Working data –
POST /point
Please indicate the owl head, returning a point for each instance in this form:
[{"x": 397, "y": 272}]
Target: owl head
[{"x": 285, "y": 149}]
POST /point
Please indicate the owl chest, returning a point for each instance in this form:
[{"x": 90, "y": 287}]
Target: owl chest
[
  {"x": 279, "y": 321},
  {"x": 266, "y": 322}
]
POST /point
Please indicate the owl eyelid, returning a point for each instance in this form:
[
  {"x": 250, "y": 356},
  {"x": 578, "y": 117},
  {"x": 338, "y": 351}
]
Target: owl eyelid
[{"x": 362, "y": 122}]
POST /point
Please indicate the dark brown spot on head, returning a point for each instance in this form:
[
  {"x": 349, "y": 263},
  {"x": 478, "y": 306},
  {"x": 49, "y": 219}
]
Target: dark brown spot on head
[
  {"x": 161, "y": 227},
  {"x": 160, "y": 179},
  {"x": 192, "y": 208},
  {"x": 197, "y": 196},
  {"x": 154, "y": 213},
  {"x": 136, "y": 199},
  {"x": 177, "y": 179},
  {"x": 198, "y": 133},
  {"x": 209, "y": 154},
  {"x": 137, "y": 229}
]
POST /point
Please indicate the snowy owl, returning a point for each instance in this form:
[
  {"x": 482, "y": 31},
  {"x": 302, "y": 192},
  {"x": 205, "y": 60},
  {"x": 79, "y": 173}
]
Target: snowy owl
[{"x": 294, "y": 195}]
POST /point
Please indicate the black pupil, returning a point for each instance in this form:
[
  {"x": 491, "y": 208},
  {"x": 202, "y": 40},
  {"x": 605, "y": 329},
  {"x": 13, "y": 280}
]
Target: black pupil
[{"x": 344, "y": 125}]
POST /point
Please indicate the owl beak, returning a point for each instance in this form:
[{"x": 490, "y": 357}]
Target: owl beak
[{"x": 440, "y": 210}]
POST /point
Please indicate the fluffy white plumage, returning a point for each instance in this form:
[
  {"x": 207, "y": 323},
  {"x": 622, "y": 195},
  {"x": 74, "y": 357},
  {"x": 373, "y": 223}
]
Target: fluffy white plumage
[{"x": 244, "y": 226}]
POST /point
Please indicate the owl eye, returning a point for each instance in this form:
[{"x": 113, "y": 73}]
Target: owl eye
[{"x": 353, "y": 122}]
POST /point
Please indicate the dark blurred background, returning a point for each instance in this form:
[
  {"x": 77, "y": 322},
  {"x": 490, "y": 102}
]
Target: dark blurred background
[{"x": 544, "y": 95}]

Directive – Which lines of the items above contain the word "snowy"? Copy each of them.

Task solution –
Please indicate the snowy owl, returning a point for each instance in this form:
Target: snowy owl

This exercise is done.